* **SUPPLIED TEXT**:
----

Presidential Candidate and former New Mexico Governor Gary Johnson at a town hall meeting in Concord, New Hampshire.

New Hampshire

When Gary Johnson was in third grade, a teacher casually mentioned that Santa Claus didn’t exist. This was news. “I’m like, what?” he recalls. “That means there’s no Santa Claus, no Easter Bunny, no Tooth Fairy. They don’t exist!?”

The former two-term governor of New Mexico and Republican presidential candidate relates this story—the moment when reality punctured his childhood cocoon—as a metaphor for the painful political awakening he’s endured on the campaign trail in 2012.  “I’ve come to a lot of what I call ‘Easter Bunny epiphanies’ in my life,” Johnson says. The realization that presidential politics is not, in fact, a paragon of democracy has caught him by surprise. “Naively, I really thought that when it comes to politics, this would be a fair process.”

It’s 9 a.m. on a Wednesday morning, and we’re sitting at a plastic table in the Manchester, N.H., basement office that serves as a headquarters for Johnson’s quixotic presidential bid. The suite is a reflection of the over-sized ambition and modest scope of the campaign itself: spacious and sparse, with detritus scattered in the kitchen, signs strewn around the room and a hand-lettered “Johnson 2012” placard papered on one wall. Johnson, 58, is wearing jeans and sneakers, a Livestrong bracelet and a shirt that wicks sweat away from his chiseled frame. Later today, along with his fiancé, Kate Prusack, and his adult son Erik, he’ll embark on his latest campaign swing through New Hampshire, a six-day, 458-mile bike tour dubbed the “Ride for Freedom.” He’s invited fans to ride along between stops, but given the way the campaign is going, he’s apprehensive about turnout. “Maybe no one will show up,” he says.

----

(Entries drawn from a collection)
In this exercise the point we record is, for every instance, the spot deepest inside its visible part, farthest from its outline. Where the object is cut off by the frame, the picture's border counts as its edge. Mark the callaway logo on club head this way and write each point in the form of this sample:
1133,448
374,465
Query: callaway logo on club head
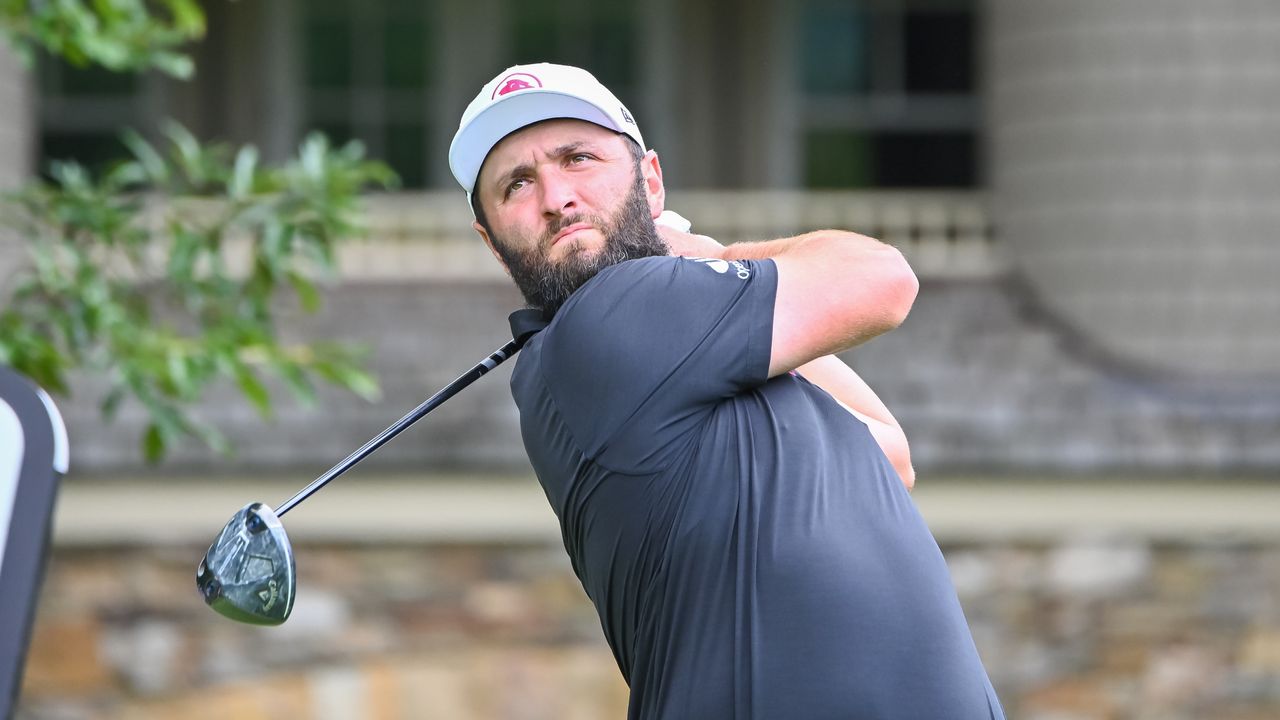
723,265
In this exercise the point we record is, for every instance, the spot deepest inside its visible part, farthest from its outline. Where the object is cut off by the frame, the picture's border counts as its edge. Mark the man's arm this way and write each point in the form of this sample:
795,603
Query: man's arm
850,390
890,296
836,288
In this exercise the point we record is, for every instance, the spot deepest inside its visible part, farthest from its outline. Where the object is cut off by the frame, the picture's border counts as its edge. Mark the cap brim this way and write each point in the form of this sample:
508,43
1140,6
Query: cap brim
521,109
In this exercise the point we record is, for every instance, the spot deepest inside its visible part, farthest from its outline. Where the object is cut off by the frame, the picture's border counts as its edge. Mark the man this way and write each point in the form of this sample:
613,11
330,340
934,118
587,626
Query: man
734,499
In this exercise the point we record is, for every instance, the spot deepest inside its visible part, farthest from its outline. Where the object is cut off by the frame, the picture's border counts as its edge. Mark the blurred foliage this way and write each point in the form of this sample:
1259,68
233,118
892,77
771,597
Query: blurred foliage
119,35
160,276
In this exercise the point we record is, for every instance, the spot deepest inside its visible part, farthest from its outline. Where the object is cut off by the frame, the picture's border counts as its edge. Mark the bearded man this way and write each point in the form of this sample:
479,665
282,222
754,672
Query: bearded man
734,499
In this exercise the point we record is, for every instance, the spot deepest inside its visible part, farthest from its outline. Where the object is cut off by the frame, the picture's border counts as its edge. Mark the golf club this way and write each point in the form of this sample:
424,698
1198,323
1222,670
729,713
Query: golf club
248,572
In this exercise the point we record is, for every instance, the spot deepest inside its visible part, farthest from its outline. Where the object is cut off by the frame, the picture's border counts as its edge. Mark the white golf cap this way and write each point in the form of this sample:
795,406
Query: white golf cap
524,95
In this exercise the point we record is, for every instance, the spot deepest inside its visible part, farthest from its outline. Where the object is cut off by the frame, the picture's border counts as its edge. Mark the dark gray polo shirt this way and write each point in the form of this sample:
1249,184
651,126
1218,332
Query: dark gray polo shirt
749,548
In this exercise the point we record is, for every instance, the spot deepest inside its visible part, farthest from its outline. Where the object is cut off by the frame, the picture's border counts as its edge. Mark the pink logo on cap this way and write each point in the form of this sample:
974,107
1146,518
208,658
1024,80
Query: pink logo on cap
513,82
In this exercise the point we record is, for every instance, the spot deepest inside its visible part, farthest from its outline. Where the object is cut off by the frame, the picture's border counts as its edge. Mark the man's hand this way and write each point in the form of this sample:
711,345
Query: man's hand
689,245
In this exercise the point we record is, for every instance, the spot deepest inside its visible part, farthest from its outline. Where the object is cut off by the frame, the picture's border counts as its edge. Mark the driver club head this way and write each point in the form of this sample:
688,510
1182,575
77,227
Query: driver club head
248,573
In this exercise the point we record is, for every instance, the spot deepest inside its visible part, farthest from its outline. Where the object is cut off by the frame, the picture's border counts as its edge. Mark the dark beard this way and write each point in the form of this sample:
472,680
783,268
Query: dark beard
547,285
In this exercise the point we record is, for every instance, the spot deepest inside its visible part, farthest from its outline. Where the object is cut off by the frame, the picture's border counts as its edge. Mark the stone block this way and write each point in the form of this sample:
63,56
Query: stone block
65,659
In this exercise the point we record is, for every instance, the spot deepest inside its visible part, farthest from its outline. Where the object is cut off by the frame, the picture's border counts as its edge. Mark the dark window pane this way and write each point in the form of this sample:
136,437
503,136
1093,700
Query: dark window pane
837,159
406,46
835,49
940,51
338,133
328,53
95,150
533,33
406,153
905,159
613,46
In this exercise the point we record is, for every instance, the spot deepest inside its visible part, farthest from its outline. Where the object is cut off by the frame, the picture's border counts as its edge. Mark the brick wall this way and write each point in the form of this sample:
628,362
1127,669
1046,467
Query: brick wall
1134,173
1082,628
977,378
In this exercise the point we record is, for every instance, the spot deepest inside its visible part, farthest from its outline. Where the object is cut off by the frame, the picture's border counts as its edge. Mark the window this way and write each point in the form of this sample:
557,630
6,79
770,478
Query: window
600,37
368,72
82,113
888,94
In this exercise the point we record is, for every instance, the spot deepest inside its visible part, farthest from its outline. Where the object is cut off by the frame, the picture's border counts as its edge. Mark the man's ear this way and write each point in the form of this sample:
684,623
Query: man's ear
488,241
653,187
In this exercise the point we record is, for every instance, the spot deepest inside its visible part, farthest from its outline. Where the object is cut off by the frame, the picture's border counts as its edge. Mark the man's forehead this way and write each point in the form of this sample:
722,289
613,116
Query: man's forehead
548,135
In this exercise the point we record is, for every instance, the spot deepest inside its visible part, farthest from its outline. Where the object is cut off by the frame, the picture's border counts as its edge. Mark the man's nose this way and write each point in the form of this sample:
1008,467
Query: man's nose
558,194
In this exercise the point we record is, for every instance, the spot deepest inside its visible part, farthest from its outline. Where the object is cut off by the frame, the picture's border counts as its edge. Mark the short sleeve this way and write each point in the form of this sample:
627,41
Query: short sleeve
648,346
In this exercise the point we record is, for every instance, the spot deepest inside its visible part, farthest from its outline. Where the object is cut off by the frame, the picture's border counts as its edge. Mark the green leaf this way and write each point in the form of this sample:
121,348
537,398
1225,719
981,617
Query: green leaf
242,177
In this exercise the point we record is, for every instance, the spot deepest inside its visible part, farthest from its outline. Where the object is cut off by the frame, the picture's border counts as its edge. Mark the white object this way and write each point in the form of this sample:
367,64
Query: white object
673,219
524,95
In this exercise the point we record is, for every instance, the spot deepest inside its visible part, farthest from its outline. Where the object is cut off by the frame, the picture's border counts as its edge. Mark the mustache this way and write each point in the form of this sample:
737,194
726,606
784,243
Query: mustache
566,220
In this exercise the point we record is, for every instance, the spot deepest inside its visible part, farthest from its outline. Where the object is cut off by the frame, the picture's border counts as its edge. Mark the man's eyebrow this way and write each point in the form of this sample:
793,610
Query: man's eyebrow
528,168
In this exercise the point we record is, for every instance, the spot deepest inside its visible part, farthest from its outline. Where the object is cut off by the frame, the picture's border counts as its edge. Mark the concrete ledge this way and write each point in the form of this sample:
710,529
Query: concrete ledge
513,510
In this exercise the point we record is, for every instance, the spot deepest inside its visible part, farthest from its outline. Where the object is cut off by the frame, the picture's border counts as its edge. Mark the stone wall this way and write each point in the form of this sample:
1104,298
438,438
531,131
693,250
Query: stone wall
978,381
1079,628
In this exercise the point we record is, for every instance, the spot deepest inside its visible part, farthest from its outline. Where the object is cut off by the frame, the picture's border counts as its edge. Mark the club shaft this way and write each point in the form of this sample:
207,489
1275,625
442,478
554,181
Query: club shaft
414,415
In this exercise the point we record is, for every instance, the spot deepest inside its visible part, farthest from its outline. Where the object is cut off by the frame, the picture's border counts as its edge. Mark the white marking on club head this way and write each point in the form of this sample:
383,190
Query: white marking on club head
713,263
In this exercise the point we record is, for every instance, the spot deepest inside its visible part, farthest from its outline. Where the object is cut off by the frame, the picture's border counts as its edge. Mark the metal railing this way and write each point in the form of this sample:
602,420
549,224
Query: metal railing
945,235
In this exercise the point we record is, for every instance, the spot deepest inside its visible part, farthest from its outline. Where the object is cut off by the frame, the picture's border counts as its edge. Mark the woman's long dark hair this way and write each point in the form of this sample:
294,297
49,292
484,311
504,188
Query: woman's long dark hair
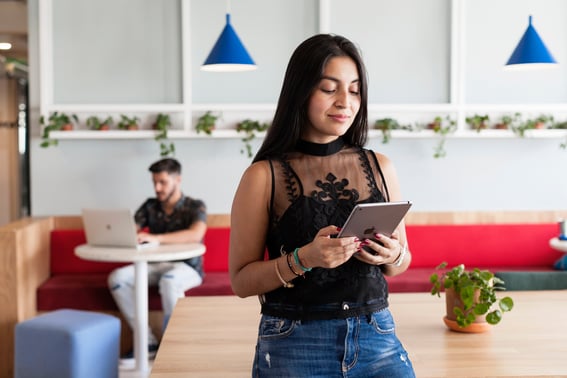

----

* **TASK TO COMPLETE**: How long is the "Ride for Freedom" bike tour described in the Gary Johnson profile? None of the items are required for this.

* **TASK RESPONSE**: It is a six-day, 458-mile tour through New Hampshire.